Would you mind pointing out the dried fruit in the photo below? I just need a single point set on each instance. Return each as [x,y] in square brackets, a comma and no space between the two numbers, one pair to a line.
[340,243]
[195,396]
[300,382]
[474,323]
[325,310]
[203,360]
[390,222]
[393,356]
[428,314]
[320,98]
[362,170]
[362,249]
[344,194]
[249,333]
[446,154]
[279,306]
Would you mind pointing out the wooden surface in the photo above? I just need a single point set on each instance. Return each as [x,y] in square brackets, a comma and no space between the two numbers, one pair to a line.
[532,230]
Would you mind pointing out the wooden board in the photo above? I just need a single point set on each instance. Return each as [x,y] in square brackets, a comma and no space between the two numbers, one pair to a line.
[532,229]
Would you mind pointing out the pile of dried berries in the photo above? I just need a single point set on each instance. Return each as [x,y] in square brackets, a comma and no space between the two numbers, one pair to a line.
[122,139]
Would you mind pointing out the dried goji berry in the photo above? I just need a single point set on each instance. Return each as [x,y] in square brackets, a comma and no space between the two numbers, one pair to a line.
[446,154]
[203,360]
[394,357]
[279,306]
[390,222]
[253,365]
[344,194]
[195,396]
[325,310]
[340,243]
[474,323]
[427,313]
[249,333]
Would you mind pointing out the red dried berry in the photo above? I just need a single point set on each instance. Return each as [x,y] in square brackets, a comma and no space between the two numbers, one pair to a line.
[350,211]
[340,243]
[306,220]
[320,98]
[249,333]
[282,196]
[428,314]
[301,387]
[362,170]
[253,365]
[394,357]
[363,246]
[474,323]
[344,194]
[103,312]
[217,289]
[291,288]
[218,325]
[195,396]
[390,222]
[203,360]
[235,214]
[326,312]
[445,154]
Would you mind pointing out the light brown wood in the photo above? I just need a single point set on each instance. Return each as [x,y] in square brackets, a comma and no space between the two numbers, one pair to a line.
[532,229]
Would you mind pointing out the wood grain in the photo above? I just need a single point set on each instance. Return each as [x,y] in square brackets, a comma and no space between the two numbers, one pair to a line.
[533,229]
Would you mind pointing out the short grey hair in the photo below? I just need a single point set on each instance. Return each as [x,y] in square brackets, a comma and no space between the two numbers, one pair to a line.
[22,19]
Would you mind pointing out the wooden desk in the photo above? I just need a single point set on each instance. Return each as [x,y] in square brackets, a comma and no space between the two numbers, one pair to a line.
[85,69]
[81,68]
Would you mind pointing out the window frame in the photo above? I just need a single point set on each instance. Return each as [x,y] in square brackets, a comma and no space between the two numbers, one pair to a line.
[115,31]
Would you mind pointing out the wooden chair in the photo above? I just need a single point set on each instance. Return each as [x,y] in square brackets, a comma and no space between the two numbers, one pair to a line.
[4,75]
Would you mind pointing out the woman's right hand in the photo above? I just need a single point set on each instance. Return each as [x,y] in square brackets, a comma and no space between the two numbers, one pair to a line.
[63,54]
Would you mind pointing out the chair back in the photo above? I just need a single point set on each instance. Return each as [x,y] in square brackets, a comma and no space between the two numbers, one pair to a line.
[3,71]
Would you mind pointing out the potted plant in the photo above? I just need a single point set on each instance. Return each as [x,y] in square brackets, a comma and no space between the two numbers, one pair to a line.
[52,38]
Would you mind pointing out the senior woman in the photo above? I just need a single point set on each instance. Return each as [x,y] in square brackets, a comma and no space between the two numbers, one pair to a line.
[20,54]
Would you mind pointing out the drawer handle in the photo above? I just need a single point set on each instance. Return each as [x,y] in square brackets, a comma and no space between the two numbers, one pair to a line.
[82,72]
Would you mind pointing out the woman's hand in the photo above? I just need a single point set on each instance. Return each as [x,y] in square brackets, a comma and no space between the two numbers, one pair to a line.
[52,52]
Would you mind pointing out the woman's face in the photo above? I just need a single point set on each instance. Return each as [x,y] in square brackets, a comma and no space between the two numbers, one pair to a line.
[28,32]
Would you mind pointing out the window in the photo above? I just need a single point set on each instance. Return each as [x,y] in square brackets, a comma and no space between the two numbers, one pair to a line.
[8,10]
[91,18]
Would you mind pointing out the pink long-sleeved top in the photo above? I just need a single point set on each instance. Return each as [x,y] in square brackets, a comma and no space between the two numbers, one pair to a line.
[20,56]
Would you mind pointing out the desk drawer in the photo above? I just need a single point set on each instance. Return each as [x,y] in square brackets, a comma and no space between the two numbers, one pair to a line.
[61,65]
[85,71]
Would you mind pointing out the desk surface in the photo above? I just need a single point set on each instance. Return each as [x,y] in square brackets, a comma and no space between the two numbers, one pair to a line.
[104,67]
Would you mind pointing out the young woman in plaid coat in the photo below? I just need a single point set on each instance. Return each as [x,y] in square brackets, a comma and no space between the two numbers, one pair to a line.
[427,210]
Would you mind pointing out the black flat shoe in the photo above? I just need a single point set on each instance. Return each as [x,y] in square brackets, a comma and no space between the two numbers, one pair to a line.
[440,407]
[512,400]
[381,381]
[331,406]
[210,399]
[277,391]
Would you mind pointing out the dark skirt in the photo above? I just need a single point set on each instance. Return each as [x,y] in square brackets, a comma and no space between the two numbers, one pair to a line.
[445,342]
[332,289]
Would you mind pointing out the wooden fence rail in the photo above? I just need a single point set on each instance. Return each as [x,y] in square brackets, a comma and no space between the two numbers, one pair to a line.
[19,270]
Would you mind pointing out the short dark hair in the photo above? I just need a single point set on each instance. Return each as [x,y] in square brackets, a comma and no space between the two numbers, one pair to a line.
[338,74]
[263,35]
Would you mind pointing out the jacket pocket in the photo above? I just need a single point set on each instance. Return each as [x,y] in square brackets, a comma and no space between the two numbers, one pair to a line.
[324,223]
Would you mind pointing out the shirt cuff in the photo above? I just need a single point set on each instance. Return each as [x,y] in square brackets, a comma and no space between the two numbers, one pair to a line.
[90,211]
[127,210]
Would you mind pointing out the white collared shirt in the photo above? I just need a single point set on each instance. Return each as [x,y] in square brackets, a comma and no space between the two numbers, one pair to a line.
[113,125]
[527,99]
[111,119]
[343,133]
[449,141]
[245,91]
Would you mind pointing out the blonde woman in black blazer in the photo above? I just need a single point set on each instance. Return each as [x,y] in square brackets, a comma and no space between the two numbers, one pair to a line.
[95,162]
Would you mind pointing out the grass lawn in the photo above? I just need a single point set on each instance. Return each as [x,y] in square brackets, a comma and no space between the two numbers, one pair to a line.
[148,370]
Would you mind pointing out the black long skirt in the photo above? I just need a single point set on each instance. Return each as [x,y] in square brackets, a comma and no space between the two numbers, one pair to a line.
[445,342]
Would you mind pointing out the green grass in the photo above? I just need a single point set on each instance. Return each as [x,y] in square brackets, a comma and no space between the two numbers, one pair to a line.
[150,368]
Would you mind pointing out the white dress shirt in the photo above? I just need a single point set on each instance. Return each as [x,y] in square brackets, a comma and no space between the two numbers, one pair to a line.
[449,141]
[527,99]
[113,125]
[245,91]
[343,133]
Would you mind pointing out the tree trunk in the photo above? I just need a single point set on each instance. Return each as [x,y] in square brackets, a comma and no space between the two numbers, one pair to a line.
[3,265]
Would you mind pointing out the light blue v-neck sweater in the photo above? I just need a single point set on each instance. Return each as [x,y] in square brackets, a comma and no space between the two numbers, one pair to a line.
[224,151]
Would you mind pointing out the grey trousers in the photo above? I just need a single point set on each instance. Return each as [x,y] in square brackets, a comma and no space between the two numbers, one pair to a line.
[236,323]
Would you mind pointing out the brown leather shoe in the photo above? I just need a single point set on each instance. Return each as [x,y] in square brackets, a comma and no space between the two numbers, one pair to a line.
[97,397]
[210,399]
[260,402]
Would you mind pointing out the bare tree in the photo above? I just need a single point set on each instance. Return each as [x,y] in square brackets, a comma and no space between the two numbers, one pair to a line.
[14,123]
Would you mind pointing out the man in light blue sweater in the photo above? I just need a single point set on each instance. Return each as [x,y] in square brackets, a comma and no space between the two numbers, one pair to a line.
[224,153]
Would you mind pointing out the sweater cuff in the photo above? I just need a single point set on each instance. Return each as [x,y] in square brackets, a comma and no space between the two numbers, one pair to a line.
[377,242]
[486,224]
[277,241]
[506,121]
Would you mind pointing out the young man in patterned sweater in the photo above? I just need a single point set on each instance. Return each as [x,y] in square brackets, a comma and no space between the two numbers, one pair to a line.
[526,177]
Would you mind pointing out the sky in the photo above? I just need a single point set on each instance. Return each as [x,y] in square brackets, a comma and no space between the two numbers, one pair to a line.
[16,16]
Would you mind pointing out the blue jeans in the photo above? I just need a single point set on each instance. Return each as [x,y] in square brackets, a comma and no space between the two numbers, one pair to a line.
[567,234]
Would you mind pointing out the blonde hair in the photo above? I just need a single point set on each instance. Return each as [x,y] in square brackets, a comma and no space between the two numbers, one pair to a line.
-- -- --
▶ _Task details_: Rescale the items from the line containing "Would you mind pointing out the young man" through the last line of the items, both ends included, and write these lines out again in full, requests as well. Multiply every point coordinate in the answers by 0.35 and round each to a whole number, with halves rounding up.

▶ _Correct output_:
Would you mind pointing out the young man in patterned sweater in the photo above? I just need a single point set on each instance. Return each as [x,y] in square brackets, a comma and no space between the two numbers, one pair to a line.
[184,62]
Would you mind pointing out the sky in the photo above? I just need a single point set on each instance. Return each as [x,y] in square brackets, a comma and no space between the two numbers, one pair to a line.
[6,6]
Would you mind pointing out the blue jeans in the photo above? I just need a single point set on each instance. Return each as [x,y] in square brackets, a comma and no space between the two numbers, one pair to a line.
[198,82]
Would you mind pointing out the blonde hair in the photo above? I just need a single point set on each instance. Return each as [x,y] in square brackets, a comma and no space between the two numbers, one pair to a line.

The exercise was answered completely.